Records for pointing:
────────────────

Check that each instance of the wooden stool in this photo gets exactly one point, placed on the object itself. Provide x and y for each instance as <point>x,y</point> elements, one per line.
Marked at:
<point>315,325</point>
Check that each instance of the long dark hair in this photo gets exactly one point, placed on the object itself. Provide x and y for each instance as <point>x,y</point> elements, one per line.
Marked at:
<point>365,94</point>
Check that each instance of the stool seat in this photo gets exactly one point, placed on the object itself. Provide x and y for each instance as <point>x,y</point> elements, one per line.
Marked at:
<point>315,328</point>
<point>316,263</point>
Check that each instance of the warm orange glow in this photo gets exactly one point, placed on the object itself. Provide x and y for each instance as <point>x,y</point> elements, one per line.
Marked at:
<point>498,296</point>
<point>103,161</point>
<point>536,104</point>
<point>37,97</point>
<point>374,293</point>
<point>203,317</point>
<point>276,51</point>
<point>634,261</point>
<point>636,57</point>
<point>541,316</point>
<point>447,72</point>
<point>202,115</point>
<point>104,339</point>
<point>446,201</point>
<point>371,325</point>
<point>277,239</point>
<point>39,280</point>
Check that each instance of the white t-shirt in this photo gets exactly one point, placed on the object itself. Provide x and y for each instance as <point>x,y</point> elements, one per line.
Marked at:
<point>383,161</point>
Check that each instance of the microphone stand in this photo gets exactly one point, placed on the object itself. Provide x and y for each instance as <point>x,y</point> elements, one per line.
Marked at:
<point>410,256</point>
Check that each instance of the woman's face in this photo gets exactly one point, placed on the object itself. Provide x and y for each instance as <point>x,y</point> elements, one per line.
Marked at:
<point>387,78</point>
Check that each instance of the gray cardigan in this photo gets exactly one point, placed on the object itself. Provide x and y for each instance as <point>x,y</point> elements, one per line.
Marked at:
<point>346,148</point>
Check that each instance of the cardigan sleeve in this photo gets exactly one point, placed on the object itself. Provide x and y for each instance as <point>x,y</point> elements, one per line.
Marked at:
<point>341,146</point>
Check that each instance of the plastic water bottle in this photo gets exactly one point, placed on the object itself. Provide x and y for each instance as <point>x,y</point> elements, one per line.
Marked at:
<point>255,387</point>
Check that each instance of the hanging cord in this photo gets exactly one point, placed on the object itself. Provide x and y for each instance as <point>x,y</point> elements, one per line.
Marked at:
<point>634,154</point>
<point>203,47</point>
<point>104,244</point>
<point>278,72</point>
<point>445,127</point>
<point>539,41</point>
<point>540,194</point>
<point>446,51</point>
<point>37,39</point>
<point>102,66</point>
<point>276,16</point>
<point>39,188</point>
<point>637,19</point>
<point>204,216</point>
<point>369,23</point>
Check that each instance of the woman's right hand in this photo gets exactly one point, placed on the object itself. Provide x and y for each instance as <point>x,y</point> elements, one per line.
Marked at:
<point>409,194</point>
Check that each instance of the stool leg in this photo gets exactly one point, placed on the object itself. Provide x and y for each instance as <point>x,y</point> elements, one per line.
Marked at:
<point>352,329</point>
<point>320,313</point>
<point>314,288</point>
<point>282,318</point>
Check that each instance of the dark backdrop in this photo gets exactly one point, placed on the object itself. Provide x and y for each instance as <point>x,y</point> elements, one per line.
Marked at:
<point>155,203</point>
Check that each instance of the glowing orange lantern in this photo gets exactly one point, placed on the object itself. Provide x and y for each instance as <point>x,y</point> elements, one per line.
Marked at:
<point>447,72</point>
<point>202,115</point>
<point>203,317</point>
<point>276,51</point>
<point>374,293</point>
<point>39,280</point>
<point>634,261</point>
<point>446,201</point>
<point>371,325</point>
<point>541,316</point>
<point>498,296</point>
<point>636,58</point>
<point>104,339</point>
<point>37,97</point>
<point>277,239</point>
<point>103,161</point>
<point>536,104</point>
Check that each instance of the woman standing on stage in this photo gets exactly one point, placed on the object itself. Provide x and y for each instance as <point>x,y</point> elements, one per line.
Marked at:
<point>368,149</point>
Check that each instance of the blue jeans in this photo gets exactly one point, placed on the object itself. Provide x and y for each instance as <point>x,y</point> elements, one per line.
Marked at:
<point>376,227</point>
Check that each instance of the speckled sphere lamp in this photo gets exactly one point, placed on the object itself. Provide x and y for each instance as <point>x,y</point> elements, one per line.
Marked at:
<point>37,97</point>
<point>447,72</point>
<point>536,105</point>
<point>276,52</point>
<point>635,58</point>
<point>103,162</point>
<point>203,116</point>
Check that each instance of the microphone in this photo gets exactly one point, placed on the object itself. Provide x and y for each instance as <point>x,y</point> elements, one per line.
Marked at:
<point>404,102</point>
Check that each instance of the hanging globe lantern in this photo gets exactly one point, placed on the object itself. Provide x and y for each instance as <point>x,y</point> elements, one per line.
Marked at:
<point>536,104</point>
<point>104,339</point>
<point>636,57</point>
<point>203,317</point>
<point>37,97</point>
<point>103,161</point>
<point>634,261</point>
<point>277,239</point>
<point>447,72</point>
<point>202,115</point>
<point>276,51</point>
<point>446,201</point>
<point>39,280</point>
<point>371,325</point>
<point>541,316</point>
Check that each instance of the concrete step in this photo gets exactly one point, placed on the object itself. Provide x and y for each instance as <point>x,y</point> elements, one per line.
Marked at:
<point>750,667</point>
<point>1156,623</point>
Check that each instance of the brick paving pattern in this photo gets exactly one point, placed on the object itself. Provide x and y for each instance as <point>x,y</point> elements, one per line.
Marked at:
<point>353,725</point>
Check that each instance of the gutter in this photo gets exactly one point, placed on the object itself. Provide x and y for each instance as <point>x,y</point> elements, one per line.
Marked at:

────────────────

== Exercise brief ==
Rewrite the records from the first line up to and including the line that contains "<point>410,256</point>", changing "Marked at" to "Found at" and keeping everything else the same.

== Problem solution ==
Check that each instance of the wooden stool in this photo gets exactly one point, placed on the object itself. Provide x and y for each instance as <point>x,y</point> elements, one per line.
Found at:
<point>315,325</point>
Check that each instance of the long dark hair in this photo gets exactly one point, placed on the object itself. Provide x and y for each instance as <point>x,y</point> elements, one per line.
Found at:
<point>365,94</point>
Check that each instance of the stool seat in this photo gets exactly one point, placed on the object itself. Provide x and y for each instance as <point>x,y</point> elements, one per line.
Found at:
<point>315,328</point>
<point>316,263</point>
Check that each instance of the warm orange glow in this photo gets exactly one point, placed on the object itself. Provide x and y for each instance as <point>x,y</point> elements, one per line.
Found at:
<point>498,296</point>
<point>103,161</point>
<point>536,104</point>
<point>37,97</point>
<point>374,293</point>
<point>203,317</point>
<point>276,51</point>
<point>634,261</point>
<point>636,57</point>
<point>541,316</point>
<point>447,72</point>
<point>202,115</point>
<point>104,339</point>
<point>446,201</point>
<point>371,325</point>
<point>277,239</point>
<point>39,280</point>
Check that each instance of the white t-shirt in this photo gets exactly one point, placed on the object itself. Provide x and y for each instance as <point>x,y</point> elements, one per line.
Found at:
<point>383,161</point>
Check that each instance of the microphone stand in this photo gets exactly one point, placed on the object itself. Provide x and y for each instance as <point>x,y</point> elements, one per line.
Found at:
<point>410,256</point>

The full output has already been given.